Work task: Here are some entries; quote each one exactly.

Provided information:
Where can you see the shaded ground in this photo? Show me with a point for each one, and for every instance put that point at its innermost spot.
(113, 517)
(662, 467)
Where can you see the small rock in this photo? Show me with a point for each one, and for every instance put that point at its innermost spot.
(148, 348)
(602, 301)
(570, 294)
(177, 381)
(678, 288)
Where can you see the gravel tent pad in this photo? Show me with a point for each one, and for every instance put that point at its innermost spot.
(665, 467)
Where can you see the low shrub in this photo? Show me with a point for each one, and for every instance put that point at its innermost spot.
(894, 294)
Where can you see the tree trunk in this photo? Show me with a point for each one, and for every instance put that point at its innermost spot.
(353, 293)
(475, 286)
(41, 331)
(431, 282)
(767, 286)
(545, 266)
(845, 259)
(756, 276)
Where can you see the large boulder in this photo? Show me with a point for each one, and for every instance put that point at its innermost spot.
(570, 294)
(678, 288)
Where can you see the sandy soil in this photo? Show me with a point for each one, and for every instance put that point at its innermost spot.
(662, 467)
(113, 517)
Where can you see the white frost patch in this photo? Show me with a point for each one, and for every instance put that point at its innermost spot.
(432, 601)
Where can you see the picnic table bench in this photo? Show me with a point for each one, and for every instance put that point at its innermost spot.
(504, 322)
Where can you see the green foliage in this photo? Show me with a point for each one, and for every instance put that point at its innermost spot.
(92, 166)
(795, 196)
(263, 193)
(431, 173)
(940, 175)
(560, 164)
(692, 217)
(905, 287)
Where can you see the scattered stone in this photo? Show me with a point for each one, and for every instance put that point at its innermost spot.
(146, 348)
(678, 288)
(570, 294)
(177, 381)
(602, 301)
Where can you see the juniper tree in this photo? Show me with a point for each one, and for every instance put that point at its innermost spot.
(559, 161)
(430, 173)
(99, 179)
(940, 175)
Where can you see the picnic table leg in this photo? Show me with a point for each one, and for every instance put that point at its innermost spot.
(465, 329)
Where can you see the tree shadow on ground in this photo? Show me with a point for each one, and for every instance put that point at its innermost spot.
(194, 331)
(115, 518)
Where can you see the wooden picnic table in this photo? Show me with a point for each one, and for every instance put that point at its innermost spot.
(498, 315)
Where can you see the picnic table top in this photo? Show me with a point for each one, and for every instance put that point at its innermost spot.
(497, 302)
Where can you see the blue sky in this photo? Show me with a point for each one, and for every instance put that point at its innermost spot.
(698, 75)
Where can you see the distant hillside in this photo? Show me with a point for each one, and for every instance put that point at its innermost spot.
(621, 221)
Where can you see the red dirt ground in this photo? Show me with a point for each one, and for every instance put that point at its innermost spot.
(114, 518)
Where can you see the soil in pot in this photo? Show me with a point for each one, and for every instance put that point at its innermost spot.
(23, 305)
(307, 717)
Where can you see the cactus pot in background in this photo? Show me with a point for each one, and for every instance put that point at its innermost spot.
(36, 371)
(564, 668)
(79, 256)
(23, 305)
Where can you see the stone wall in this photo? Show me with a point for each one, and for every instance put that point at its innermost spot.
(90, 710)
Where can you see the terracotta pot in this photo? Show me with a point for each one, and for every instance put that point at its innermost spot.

Task solution:
Where can you see the shaded ground in this photo? Show me with a point for each one, and for every instance put that point at its innermost spot.
(113, 517)
(662, 467)
Where can you see the small rock in this photo? Show me with a point for each one, and for every instance put that point at its innermost spot.
(148, 348)
(602, 301)
(570, 294)
(177, 381)
(678, 288)
Where can you see the gravel tent pad in this photo? Show me with a point for each one, and for every instance put that point at its innermost spot.
(665, 467)
Where can you see the low shrub in this photo? Show me with a point for each one, and for every instance put that point at its innermost spot.
(894, 294)
Where can you see the tree trunk in this photo? Show me with a point for each one, and for every instance put that point at its innermost spot.
(353, 293)
(475, 286)
(41, 331)
(431, 282)
(767, 286)
(545, 266)
(845, 259)
(756, 276)
Where can you see the large boulder in this photo? Show me with a point for each one, and for every instance put that point at its innermost spot.
(570, 294)
(678, 288)
Where can you see the sandy soil in this photo? Show me with a point for each one, and for every instance put that point at its innermost spot.
(662, 467)
(113, 517)
Where can you see the white frost patch in this photo? Show me with a point for each one, and for every instance put that point at its innermost spot.
(432, 601)
Where can you see the picnic table bench in this photo? Show me with a point for each one, and for every instance put that point at its innermost spot.
(504, 322)
Where can you see the green foliage in this photo? Show me with a point for each one, and for every instance put that point at its innermost spot.
(92, 166)
(795, 196)
(263, 193)
(431, 173)
(940, 175)
(560, 164)
(692, 217)
(905, 287)
Where can you see the scattered stone in this photo? Show me with a point for each one, and for every instance put that point at its innermost spot.
(146, 348)
(678, 288)
(570, 294)
(177, 381)
(602, 301)
Where can you see the juniper tree in this photo? Show me with a point for each one, and for every instance put that point at its innermost spot.
(559, 161)
(430, 173)
(99, 179)
(940, 175)
Where can you see the picnic table leg in this photo? Show me with a point for each one, and for every instance put that point at its innermost spot.
(465, 329)
Where can you see the tree shadow on ground in this photo? Show me with a point for each one, and for every instance put that point at its innermost spot.
(194, 331)
(115, 518)
Where can you see the wooden picnic table in this photo? Show me with a point for each one, and for every instance put that point at its innermost spot.
(498, 315)
Where can you see the picnic table top in this photo? Show me with a point for each one, and for every instance put that point at its innermost spot.
(497, 302)
Where can you see the blue sky in this photo? Show me with a point for each one, and for every instance put that point at its innermost spot.
(698, 75)
Where can you see the distant hillside in this photo? Show me with a point for each one, and for every instance put that point at its innermost spot.
(621, 221)
Where can you see the red dirt ground in this photo? Show me with a point for each one, and for every instance put that point at its innermost spot.
(114, 518)
Where can you see the soil in pot in this photo? Show me with a point for each one, and for every instance put that point at its innermost spot.
(23, 305)
(307, 717)
Where can you see the cactus pot in background in this photo? Show me with a point for each one, and for every instance put that point at its innermost spot.
(36, 371)
(564, 668)
(79, 256)
(23, 305)
Where can you see the stone wall in this photo? Show me with a point for each one, and for every instance put that point at its innermost spot.
(90, 710)
Where can you see the terracotta pot in this photo? Show me with a point for each one, and for every instance put that point at its innermost spot.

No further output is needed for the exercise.